__Goal A__. According to the court opinion excerpt, on what date did the Court hold a hearing on Plaintiffs' Motion for a Preliminary Injunction?
__Goal B__. Pick up the court opinion excerpt after its last sentence and keep writing in the same style.

__Text block__.
On November 25, 2019, the Court held a hearing on Plaintiffs’ Motion for a Preliminary Injunction, where Plaintiffs asked the Court to do the following: (1) declare that O.R.C. § 3517.152 violates the First Amendment; (2) prohibit the state of Ohio from enforcing O.R.C. § 3517.152 ; (3) direct Defendants to vacate their prior dismissal of Plaintiffs’ administrative complaints; (4) direct Defendants to refer Plaintiffs’ administrative complaints to a neutral decision maker; (5) enjoin Defendants, as currently constructed, from considering administrative complaints brought against or on behalf of minor political candidates; and (6) direct Defendant, as currently constructed, to refer administrative complaints brought against or on behalf of minor political parties or their candidates to neutral decision makers. On January 13, 2020, the Court issued an Opinion and Order Denying Plaintiffs’ Motion for a Preliminary Injunction. See Doc. 50. In addition, that Opinion and Order Denied Plaintiffs’ First and Second Motions for Summary Judgment because the Motions turned on the same legal question presented in the Motion for a Preliminary Injunction.

Now before the Court are three Motions. First, Defendants move for summary judgment on Plaintiffs’ First Amendment challenge to O.R.C. § 3517.152. Second, Plaintiffs ask the Court to reconsider its Opinion and Order Denying their Motions for a Preliminary Injunction and for Summary Judgment. Finally, Plaintiffs move for leave to file a sur-reply to Defendants’ Motion for Summary Judgment.

__Extracted entries__.
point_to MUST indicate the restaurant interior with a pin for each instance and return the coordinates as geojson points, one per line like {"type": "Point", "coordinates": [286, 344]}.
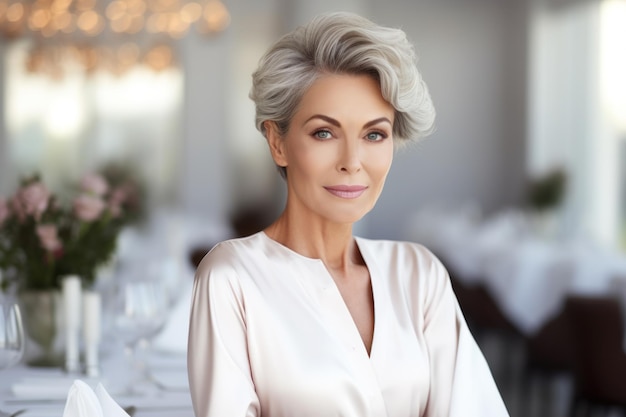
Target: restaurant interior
{"type": "Point", "coordinates": [520, 190]}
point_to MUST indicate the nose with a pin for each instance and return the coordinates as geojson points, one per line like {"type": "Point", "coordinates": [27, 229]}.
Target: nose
{"type": "Point", "coordinates": [349, 158]}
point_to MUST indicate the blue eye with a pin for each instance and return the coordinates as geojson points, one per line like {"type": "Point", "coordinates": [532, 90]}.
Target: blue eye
{"type": "Point", "coordinates": [322, 134]}
{"type": "Point", "coordinates": [375, 136]}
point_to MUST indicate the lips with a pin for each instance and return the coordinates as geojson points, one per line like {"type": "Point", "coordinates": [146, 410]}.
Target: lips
{"type": "Point", "coordinates": [346, 191]}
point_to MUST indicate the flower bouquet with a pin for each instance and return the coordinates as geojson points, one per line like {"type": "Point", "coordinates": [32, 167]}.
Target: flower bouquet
{"type": "Point", "coordinates": [44, 238]}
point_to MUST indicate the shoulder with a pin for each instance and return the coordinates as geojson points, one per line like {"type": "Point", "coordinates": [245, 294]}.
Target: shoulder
{"type": "Point", "coordinates": [230, 258]}
{"type": "Point", "coordinates": [407, 254]}
{"type": "Point", "coordinates": [410, 265]}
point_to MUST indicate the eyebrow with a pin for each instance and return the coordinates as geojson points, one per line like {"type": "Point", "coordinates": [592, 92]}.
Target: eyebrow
{"type": "Point", "coordinates": [335, 122]}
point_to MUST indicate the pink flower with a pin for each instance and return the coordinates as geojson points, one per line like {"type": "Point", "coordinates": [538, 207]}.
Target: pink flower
{"type": "Point", "coordinates": [4, 210]}
{"type": "Point", "coordinates": [31, 200]}
{"type": "Point", "coordinates": [49, 238]}
{"type": "Point", "coordinates": [88, 207]}
{"type": "Point", "coordinates": [94, 184]}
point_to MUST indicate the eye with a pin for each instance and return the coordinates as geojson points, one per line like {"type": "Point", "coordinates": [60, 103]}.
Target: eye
{"type": "Point", "coordinates": [375, 136]}
{"type": "Point", "coordinates": [322, 134]}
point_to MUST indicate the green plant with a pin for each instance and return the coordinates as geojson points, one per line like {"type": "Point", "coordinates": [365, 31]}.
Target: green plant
{"type": "Point", "coordinates": [547, 192]}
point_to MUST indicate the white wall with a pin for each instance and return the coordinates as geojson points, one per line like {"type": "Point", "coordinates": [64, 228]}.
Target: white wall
{"type": "Point", "coordinates": [472, 54]}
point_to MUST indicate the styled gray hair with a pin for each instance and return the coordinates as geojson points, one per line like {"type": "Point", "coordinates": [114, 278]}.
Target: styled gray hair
{"type": "Point", "coordinates": [342, 43]}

__Task result A__. November 25, 2019

__Task result B__.
III. STANDARD OF REVIEW

Federal Rule of Civil Procedure 56(a) provides that a court may grant summary judgment if "the movant shows there is no genuine dispute as to any material fact and the movant is entitled to judgment as a matter of law." Fed. R. Civ. P. 56(a). No dispute of material fact exists where the record "taken as a whole could not lead a rational trier of fact to find for the non-moving party." Matsushita Elec. Indus., Co. v. Zenith Radio Corp. , 475 U.S. 574, 587, 106 S.Ct. 1348, 89 L.Ed.2d 538 (1986). In analyzing a motion for summary judgment, the court must evaluate "whether the evidence presents a sufficient disagreement to require submission to a jury or whether it is so one-sided that one party must prevail as a matter of law." Anderson v. Liberty Lobby, Inc. , 477 U.S. 242, 251-52, 106 S.Ct. 2505, 91 L.Ed.2d 202 (1986).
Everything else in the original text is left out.